── Text shown ──

So begins the second of Swedish writer and director Roy Andersson's trilogy which began with Songs from the Second Floor, although you don't need to have seen that to appreciate this - there's no proper order to see his canon in. It's a deadpan, absurdist work that opens with a quote from Goethe which essentially sums up the theme of the short sketches, all of which were filmed in one take, that yes, you may find your life miserable, but be thankful that you can still enjoy yourself should you choose to do so, because there will come a day when that option will not be available to you.

This could have been deeply depressing, but the curious distance that Andersson adopts, not quite ironic, yet not exactly unsympathetic either, means that it can be surprisingly amusing. Not every segment hits the funny bone, but the unifying air of we're all in this together, each with our own troubles, means that you warm to these people. It must be said there's also a slight tone of looking down on the little folks under this microscope of life and entertaining yourself at their reactions, but if the director takes a stance of coldly godlike indulgence towards the characters, it could have been worse and he could have not cared at all.

That the upset woman we see at the start, and who turns up again throughout the film, ends her first appearance by breaking out into song suggests one of the things that make life living, and that is music. Another recurring aspect is a band who play New Orleans jazz, which might drive some others up the wall (or to destroy their ceiling in one case), but suggests that its begone dull care sound is a lot more beneficial than it is actively harmful. All through this we are shown in pitiless detail why life is terrible, why it's not worth persevering with, then something will happen to show in weirdly self-contrarian fashion that you're fooling yourself if you think there's nothing at all worth living for.

───
── Data provided ──

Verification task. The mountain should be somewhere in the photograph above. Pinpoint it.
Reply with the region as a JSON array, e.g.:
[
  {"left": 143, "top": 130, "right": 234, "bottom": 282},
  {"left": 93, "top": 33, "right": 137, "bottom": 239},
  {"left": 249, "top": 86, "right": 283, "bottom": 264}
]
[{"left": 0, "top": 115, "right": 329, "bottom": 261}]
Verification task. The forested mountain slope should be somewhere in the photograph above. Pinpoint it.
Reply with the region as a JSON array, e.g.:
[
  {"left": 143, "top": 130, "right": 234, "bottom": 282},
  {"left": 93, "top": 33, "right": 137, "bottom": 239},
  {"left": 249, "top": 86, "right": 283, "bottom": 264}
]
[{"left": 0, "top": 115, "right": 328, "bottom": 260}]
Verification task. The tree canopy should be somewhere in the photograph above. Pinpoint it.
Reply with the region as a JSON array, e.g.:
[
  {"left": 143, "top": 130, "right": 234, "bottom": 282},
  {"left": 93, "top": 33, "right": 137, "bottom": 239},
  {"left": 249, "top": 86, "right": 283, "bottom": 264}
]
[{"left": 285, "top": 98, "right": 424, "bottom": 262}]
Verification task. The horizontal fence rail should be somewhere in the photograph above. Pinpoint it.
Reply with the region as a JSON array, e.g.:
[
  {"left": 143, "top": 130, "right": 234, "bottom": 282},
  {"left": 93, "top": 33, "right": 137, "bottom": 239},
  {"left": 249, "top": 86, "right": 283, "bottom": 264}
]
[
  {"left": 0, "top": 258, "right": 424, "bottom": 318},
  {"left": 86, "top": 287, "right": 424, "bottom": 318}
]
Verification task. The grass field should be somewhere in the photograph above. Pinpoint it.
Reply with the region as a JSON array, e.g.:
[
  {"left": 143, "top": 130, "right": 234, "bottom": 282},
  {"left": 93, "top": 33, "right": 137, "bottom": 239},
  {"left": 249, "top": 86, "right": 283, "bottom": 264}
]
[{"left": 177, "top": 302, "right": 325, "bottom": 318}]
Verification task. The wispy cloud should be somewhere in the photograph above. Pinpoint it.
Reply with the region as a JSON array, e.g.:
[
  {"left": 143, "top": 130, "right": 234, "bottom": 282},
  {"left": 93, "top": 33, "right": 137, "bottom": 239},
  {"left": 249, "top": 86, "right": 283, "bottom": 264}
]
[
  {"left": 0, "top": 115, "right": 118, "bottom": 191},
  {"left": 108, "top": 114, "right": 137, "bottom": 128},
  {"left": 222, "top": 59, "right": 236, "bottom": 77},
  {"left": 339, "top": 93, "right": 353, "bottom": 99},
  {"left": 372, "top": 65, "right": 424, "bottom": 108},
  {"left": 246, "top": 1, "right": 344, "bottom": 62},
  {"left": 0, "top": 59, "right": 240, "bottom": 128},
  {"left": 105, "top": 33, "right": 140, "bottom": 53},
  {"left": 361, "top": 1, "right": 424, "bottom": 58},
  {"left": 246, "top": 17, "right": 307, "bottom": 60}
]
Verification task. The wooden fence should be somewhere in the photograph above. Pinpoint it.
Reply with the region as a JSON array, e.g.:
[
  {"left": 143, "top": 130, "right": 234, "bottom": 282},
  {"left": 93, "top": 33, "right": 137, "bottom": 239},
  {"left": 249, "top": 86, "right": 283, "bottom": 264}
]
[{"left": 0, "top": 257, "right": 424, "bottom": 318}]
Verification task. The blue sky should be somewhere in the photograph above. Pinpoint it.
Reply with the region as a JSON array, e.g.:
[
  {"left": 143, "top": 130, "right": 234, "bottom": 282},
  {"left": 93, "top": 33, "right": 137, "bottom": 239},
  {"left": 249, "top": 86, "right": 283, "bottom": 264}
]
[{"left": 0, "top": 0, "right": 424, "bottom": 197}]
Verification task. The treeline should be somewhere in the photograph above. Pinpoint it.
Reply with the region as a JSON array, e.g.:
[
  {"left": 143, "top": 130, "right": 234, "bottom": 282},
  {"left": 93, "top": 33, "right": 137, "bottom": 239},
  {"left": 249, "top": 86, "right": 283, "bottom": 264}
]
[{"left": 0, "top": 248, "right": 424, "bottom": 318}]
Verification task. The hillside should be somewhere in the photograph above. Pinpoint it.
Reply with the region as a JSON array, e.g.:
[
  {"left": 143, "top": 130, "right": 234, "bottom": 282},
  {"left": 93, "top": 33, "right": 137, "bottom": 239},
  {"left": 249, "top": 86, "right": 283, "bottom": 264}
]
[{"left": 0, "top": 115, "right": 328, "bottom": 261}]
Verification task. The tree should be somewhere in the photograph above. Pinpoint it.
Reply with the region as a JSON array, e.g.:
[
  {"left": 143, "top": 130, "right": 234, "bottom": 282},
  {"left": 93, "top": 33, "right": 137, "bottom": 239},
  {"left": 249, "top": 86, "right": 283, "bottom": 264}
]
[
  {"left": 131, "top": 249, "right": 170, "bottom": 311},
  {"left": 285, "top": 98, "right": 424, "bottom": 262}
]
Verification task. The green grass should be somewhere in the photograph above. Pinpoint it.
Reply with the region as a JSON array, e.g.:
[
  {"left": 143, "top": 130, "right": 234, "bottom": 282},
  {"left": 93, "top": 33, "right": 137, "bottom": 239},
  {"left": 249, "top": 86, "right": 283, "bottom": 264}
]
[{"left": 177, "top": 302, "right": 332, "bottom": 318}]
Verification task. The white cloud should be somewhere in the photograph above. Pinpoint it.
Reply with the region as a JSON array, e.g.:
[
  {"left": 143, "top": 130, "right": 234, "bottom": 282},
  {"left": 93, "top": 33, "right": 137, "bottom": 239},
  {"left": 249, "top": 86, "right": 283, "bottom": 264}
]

───

▶ [Instruction 1]: Reproduce everything in the listing from the line containing "Verification task. The green" down through the end of the listing, requests included, offsetting each bounding-box coordinate in the answers by adding 74.
▶ [Instruction 2]: Continue the Roy Andersson film review from its last sentence.
The film review and the listing are independent of each other.

▶ [Response 1]:
Verification task. The green grass should be somewhere in the photograph above. Pinpoint it.
Reply with the region as a JSON array, e.g.:
[
  {"left": 143, "top": 130, "right": 234, "bottom": 282},
  {"left": 93, "top": 33, "right": 137, "bottom": 239},
  {"left": 249, "top": 86, "right": 283, "bottom": 264}
]
[{"left": 251, "top": 376, "right": 406, "bottom": 392}]
Verification task. The white cloud should be somewhere in the photograph above. Pinpoint it.
Reply with the region as a JSON array, e.g.:
[
  {"left": 143, "top": 130, "right": 234, "bottom": 282},
  {"left": 93, "top": 33, "right": 137, "bottom": 239},
  {"left": 249, "top": 86, "right": 283, "bottom": 264}
]

▶ [Response 2]:
For example, some of the shortest sketches show the perils of finding a short queue to the heartbreak of being shunned by the one you love. However, there's always something ridiculous about these sequences, as if to say, well, you've got to laugh, haven't you? Even if it's just at other's misfortunes. We see two dreams, too, one where a man tries to remove a tablecloth from a long table without disturbing the crockery: he fails utterly and is sent to the electric chair (his lawyer cries throughout - there's a lot of crying in this film), and another where a fan of a rock star envisages herself being married to him in a house that moves around like a train. The fact that these dreams could easily fit into the rest of this without being announced as such gives you some measure of how surreal this can get, and also how there's an undercurrent of desperation here, pointing out, cheer up, it might never happ - oh, it has. Music by Benny Andersson of ABBA.

Aka: Du Levande.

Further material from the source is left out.